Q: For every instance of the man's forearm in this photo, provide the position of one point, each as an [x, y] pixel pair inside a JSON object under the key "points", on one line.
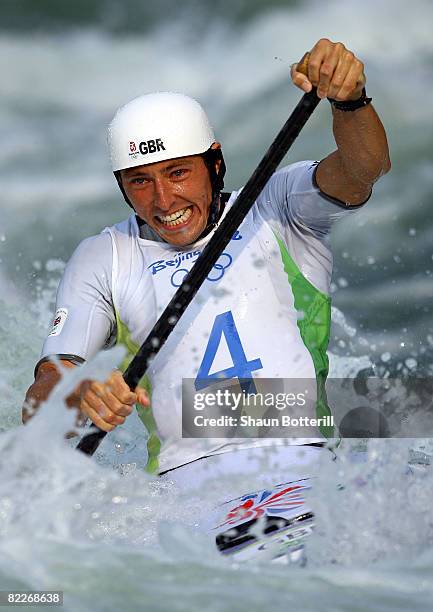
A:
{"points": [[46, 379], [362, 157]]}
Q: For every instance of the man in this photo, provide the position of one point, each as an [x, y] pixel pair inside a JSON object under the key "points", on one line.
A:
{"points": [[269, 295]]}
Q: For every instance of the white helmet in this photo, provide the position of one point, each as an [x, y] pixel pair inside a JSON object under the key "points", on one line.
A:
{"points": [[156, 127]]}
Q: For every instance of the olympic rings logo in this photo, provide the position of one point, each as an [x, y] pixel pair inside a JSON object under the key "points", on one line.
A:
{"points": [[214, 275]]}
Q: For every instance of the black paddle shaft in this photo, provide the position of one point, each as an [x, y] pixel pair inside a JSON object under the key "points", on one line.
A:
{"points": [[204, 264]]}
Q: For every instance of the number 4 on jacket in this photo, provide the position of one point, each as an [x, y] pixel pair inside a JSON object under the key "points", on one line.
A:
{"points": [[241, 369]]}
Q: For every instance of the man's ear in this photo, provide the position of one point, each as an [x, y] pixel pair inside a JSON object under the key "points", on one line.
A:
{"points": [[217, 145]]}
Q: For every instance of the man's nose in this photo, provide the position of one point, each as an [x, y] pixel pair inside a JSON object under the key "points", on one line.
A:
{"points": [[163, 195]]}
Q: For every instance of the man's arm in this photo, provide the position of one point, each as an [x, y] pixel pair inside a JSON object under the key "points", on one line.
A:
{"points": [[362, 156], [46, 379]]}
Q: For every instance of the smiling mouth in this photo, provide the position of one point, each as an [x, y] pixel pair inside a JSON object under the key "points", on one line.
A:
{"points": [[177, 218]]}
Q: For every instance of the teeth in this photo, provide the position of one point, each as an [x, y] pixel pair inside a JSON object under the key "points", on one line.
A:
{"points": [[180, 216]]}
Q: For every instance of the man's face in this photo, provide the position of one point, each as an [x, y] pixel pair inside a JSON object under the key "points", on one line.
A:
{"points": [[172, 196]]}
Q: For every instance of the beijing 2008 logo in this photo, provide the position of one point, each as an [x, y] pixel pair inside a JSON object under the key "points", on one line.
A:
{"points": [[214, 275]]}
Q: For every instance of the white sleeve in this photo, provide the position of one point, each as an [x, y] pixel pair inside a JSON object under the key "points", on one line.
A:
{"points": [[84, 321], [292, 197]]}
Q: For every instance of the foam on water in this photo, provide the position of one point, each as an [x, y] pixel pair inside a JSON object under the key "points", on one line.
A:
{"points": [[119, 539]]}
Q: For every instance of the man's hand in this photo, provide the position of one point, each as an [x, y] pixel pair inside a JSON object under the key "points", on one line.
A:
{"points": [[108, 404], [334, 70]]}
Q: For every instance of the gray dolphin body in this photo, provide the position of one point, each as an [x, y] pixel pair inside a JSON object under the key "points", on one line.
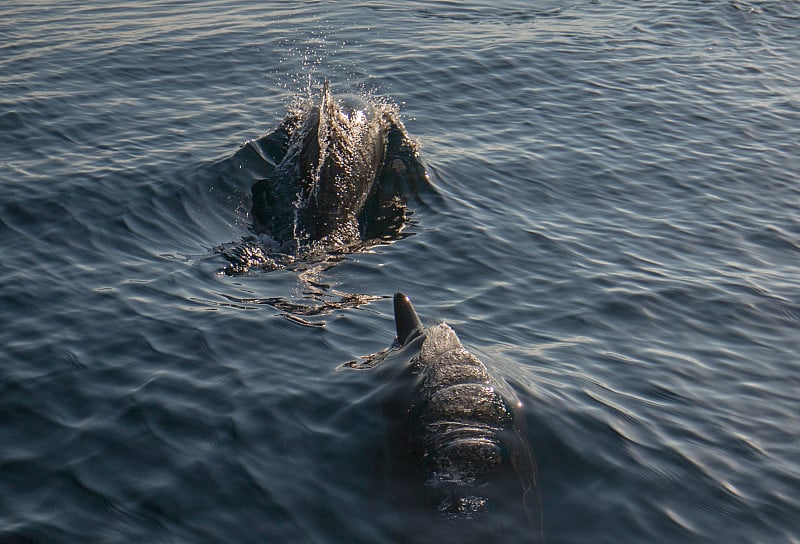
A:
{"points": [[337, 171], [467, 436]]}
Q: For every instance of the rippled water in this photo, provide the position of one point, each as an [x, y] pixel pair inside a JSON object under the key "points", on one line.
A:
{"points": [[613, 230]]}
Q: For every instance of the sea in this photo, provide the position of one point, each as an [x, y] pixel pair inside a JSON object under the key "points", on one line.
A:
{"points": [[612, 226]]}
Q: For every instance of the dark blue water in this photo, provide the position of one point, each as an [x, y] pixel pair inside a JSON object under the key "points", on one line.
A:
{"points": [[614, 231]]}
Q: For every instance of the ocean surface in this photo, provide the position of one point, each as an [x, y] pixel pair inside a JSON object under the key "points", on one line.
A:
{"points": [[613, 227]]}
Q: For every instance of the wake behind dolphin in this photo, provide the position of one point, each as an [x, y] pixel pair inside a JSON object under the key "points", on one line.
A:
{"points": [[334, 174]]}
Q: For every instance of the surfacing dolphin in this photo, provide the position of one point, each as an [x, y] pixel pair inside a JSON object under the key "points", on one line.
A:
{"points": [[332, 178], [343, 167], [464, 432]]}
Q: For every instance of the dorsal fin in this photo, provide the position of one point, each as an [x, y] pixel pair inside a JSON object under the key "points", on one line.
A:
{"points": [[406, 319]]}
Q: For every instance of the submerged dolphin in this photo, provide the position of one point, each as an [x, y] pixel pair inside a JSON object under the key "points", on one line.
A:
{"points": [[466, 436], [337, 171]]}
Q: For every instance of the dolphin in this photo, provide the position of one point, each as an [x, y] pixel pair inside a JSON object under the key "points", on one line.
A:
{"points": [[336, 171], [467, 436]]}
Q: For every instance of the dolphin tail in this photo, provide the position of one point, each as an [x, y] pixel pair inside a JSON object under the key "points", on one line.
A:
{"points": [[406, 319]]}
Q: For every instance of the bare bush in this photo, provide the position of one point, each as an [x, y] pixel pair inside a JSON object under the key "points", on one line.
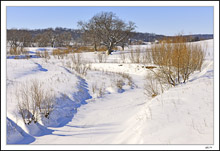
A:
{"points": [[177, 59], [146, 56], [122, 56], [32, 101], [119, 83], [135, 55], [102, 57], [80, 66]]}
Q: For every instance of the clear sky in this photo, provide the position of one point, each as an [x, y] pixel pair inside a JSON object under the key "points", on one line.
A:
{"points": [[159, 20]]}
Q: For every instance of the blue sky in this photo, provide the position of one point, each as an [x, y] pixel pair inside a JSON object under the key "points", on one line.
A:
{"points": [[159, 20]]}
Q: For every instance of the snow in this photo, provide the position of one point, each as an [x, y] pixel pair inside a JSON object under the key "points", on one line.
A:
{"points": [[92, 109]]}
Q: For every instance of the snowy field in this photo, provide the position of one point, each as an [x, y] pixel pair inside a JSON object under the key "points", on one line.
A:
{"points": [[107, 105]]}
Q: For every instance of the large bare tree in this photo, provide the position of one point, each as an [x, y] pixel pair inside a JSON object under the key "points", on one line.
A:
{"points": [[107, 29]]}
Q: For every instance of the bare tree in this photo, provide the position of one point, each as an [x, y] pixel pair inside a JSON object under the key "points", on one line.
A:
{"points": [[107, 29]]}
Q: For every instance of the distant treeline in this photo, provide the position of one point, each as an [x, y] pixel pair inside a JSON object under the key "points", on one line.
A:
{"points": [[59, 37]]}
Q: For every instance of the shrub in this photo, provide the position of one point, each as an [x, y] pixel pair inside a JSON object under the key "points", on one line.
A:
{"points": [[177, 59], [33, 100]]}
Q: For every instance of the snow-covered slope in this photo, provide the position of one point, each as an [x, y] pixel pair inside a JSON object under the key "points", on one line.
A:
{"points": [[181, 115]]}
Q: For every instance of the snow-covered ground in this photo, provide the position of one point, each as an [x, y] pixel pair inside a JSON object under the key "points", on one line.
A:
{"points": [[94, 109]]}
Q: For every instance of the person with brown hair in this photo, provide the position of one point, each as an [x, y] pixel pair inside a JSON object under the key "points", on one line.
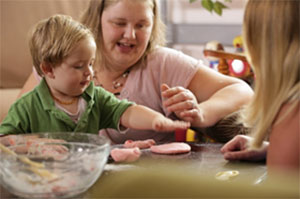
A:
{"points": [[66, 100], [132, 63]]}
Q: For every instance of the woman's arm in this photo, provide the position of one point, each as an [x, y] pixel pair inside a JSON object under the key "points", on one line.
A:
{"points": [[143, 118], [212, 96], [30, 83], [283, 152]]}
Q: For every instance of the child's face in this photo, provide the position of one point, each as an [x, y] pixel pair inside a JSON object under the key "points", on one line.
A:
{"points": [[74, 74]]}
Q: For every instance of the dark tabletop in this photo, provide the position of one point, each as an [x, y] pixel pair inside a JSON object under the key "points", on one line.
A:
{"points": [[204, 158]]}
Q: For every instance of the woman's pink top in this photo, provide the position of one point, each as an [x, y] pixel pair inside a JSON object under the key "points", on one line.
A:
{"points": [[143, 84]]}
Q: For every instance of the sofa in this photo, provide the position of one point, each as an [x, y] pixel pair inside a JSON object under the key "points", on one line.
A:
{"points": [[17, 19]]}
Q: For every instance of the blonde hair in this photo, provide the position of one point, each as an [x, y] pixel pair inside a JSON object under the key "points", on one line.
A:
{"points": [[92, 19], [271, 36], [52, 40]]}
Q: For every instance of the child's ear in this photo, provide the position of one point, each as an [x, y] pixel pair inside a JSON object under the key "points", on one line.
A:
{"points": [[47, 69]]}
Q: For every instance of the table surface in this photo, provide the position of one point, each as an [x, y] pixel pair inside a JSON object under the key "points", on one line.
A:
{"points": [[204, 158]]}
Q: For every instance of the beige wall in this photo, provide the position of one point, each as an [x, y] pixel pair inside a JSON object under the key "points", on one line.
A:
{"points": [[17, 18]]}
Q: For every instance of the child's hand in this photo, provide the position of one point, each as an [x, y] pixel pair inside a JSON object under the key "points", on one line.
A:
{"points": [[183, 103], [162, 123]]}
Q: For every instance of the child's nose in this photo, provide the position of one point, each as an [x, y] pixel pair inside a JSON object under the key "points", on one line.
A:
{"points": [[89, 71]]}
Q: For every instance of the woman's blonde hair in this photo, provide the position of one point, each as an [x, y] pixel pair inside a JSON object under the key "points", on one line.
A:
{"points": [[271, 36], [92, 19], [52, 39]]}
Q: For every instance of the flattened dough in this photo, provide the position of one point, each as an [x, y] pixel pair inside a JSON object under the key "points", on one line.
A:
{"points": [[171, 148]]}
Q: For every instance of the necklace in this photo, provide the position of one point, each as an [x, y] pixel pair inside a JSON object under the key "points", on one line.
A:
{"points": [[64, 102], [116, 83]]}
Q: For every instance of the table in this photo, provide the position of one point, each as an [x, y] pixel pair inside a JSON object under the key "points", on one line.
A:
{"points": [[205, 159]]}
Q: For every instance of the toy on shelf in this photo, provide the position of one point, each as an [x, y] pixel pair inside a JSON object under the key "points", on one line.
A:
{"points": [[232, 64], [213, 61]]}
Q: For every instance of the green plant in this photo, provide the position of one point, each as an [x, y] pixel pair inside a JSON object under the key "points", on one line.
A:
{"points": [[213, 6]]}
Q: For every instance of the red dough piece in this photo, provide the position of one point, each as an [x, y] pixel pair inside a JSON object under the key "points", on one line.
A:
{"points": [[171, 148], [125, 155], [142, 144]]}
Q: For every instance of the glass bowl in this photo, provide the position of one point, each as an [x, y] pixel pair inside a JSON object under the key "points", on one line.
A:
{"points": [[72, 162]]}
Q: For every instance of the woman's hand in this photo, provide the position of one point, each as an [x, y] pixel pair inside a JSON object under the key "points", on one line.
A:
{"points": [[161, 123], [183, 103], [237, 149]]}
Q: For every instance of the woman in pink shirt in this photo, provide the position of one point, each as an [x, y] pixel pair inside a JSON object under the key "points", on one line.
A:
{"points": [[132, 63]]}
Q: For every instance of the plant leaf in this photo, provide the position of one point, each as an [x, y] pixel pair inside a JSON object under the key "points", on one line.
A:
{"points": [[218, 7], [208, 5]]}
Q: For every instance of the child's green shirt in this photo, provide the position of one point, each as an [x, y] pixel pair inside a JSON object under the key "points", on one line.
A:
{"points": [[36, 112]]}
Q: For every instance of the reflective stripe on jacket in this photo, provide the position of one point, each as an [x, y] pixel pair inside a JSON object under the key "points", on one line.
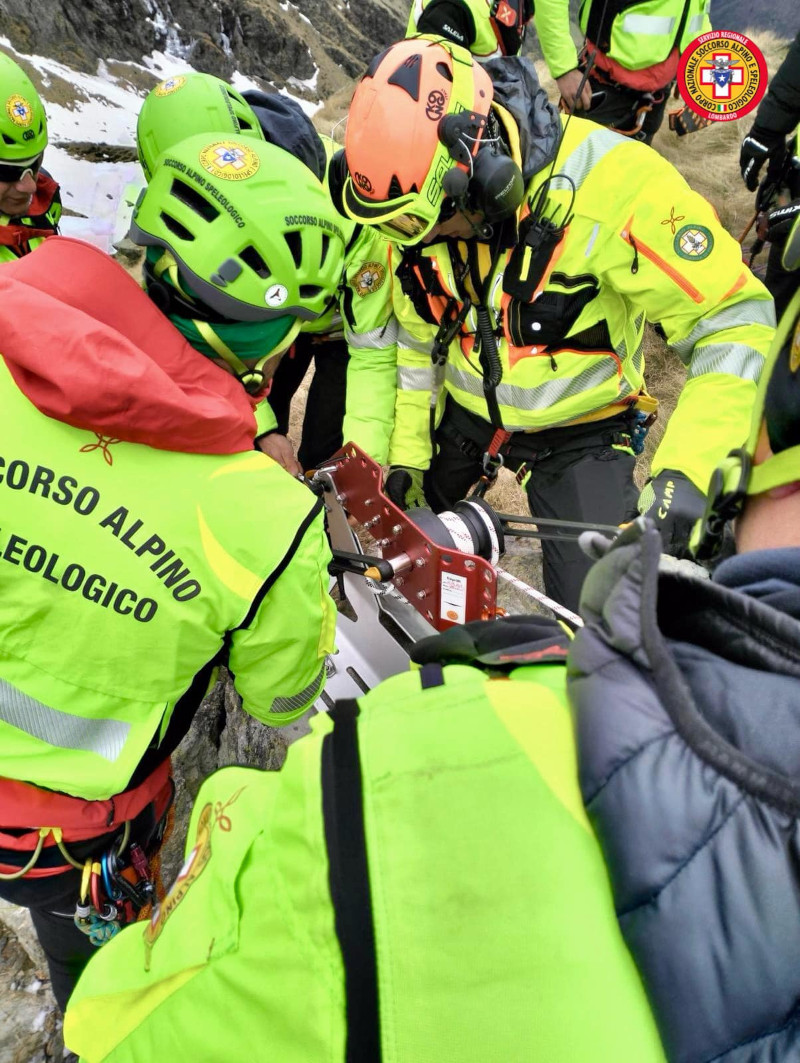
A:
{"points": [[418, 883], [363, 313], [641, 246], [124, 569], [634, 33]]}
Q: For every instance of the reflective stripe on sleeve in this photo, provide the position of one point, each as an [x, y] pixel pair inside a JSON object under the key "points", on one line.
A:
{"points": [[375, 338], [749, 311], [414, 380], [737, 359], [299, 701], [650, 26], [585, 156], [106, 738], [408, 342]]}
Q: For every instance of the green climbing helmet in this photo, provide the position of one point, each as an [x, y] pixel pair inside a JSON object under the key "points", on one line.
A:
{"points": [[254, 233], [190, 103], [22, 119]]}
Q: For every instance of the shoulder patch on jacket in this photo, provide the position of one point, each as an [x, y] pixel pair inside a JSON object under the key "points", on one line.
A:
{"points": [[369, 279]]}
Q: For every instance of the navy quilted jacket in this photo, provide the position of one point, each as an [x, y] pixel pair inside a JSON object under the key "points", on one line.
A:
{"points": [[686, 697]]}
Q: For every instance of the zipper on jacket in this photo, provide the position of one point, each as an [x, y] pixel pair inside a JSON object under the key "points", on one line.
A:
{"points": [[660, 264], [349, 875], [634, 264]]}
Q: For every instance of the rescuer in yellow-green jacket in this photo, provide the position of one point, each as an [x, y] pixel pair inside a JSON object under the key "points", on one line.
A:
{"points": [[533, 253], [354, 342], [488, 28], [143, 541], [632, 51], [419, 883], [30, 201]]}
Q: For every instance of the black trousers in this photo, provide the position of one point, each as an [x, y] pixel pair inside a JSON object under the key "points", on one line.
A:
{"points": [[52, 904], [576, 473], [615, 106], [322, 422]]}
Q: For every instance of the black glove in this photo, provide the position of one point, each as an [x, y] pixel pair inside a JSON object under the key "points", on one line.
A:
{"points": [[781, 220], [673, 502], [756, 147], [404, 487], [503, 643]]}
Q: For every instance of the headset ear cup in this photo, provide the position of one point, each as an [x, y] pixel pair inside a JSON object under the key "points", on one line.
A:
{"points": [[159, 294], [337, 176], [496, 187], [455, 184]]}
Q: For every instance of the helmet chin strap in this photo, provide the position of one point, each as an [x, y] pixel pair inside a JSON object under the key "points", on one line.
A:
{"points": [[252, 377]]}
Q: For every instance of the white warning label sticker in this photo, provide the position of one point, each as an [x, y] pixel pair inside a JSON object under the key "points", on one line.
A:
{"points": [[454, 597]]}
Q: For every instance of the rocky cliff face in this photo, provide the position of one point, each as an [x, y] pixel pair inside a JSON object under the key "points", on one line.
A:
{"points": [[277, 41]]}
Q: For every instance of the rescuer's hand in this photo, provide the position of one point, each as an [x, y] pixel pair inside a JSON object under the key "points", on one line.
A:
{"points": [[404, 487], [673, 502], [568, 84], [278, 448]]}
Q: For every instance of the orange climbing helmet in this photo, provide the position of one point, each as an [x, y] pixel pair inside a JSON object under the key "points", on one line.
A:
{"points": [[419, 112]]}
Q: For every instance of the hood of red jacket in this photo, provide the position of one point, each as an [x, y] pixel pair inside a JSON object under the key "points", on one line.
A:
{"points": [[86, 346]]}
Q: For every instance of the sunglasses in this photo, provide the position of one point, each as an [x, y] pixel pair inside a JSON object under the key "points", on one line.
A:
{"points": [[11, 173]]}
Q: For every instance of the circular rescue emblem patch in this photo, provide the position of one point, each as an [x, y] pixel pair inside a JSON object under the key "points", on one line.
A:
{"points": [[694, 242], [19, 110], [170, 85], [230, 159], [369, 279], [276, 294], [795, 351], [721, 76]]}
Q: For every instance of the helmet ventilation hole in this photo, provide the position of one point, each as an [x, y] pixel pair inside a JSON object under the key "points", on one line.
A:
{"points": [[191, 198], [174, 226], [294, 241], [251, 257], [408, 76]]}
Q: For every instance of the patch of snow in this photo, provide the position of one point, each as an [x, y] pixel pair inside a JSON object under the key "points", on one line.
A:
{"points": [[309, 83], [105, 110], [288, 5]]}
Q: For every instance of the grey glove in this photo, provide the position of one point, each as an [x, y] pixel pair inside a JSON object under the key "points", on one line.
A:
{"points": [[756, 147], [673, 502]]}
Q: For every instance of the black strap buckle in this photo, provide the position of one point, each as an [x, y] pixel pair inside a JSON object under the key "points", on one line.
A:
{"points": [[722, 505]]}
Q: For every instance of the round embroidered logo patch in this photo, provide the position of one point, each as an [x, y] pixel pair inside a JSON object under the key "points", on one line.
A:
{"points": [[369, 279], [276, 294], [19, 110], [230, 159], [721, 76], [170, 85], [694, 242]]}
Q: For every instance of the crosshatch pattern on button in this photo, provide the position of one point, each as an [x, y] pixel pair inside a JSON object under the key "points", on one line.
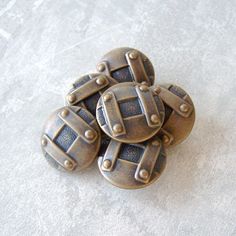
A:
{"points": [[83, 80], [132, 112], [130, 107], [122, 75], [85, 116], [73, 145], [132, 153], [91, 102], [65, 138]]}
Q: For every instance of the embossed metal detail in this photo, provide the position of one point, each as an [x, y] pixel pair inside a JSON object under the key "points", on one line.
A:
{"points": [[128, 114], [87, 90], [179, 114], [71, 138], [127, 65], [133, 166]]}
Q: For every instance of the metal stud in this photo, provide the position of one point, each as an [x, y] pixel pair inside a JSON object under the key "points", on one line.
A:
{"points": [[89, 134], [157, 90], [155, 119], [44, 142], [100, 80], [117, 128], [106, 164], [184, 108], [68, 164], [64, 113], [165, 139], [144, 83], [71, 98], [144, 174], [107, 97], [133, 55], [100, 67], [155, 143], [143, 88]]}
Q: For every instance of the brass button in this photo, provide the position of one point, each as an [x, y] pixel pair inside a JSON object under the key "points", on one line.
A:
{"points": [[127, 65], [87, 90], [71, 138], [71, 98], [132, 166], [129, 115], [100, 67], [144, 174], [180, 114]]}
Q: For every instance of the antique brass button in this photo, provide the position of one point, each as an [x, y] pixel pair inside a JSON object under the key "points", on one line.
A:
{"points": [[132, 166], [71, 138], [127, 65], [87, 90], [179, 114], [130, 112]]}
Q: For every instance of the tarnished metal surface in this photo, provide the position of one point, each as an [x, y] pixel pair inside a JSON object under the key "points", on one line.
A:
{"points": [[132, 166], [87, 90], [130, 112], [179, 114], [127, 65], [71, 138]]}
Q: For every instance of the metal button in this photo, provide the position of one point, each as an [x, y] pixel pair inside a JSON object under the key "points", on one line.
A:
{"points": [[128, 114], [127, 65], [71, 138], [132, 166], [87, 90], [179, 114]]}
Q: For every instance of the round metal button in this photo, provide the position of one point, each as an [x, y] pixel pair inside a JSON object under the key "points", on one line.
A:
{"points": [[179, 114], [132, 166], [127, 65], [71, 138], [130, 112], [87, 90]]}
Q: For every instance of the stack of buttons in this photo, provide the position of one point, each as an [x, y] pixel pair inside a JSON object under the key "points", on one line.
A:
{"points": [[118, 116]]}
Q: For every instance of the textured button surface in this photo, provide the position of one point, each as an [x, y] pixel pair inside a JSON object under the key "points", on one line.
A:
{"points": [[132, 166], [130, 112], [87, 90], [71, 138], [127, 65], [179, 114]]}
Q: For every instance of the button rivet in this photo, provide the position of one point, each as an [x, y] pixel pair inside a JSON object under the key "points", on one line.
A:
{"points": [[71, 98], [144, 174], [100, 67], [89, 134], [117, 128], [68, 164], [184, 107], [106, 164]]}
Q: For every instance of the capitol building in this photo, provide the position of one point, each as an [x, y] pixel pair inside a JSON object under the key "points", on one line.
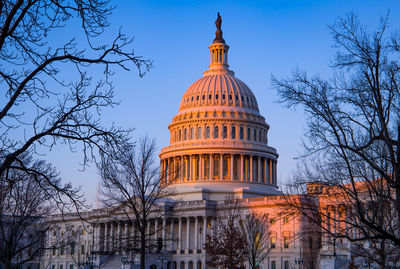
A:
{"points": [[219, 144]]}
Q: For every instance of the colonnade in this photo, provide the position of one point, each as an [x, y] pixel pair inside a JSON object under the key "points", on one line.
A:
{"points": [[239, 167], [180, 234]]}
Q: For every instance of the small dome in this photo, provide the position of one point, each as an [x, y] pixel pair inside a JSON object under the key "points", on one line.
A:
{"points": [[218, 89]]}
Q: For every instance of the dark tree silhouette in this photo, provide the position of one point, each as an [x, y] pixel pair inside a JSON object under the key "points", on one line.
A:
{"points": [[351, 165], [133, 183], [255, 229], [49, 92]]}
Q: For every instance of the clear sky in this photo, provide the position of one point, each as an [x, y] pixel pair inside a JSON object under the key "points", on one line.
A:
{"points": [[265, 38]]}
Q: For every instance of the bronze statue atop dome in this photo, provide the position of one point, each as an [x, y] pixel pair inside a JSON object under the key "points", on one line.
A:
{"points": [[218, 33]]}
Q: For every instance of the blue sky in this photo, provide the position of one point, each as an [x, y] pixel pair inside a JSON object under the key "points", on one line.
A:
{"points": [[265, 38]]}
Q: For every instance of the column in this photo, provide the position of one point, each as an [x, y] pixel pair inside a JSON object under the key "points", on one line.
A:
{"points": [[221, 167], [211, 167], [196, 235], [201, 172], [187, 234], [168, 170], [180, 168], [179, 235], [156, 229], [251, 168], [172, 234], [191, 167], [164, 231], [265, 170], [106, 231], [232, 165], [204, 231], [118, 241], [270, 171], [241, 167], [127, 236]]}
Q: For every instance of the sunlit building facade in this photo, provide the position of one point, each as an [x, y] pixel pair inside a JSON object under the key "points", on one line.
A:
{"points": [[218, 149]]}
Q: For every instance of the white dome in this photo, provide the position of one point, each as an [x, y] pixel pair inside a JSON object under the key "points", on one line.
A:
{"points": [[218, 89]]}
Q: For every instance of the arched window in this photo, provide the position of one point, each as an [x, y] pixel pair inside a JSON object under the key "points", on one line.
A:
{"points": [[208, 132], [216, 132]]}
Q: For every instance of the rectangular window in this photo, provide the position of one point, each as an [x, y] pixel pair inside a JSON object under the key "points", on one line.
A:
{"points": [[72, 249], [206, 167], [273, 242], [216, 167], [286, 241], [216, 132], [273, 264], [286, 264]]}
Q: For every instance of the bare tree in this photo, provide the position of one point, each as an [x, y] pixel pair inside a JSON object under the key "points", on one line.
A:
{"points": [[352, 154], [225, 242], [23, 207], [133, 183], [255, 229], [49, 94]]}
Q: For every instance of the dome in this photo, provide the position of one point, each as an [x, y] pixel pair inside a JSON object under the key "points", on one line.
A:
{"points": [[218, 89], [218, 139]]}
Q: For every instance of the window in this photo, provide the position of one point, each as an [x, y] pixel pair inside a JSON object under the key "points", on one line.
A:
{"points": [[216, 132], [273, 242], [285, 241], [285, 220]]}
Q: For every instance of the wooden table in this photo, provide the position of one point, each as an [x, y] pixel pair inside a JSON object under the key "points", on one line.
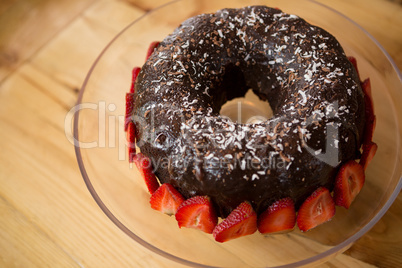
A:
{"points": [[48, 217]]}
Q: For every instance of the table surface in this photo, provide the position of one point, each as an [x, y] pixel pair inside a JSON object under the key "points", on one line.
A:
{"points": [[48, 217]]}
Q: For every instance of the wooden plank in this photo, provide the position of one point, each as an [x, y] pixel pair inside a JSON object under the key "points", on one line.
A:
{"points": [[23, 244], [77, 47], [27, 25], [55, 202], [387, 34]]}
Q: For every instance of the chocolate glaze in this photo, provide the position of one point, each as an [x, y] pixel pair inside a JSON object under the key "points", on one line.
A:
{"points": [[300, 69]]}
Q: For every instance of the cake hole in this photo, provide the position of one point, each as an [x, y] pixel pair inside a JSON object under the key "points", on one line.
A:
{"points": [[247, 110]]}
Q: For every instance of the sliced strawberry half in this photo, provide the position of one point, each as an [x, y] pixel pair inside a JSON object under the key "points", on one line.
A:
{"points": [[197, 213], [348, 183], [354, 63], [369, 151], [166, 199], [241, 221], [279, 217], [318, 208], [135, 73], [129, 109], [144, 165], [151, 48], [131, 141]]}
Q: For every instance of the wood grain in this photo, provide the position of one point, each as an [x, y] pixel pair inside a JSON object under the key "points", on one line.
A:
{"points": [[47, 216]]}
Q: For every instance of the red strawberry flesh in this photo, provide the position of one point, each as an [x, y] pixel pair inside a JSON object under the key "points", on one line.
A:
# # # # #
# [Goal]
Quote, without alteration, the final stretch of the entries: the line with "Q: For every instance of the chocolate" onward to the last line.

# [The output]
Q: For every instance of the chocolate glaze in this photo, provide the position of one point, each as an [x, y] pixel pair inside a JSON object under the key "points", on one line.
A:
{"points": [[300, 69]]}
Q: For every instance of the cake hole in this photo, provide the position of one point, each as an [x, y] pixel pair inside a JSON object under the key "points", on one line.
A:
{"points": [[247, 110]]}
Q: For every instance of the sliced strawberry half in this photo, provide the position of one point, each as an [x, y] pixel pair inside a JSON object under the key "points", on one line.
A:
{"points": [[197, 213], [348, 183], [354, 63], [369, 151], [166, 199], [241, 221], [279, 217], [318, 208], [135, 73], [129, 109], [144, 165], [151, 48], [131, 141]]}
Q: For every instance of the wood grain in this photo, provide the position of one point, each as an [x, y] pixel pair inside a JSON object under the key "points", on one line.
A:
{"points": [[47, 216]]}
Q: For every instance of the red strawberry flesh in this photo, provide the position of one point, each as an [x, y] pixel pair inside a JSON object under the key "points", on one line.
A:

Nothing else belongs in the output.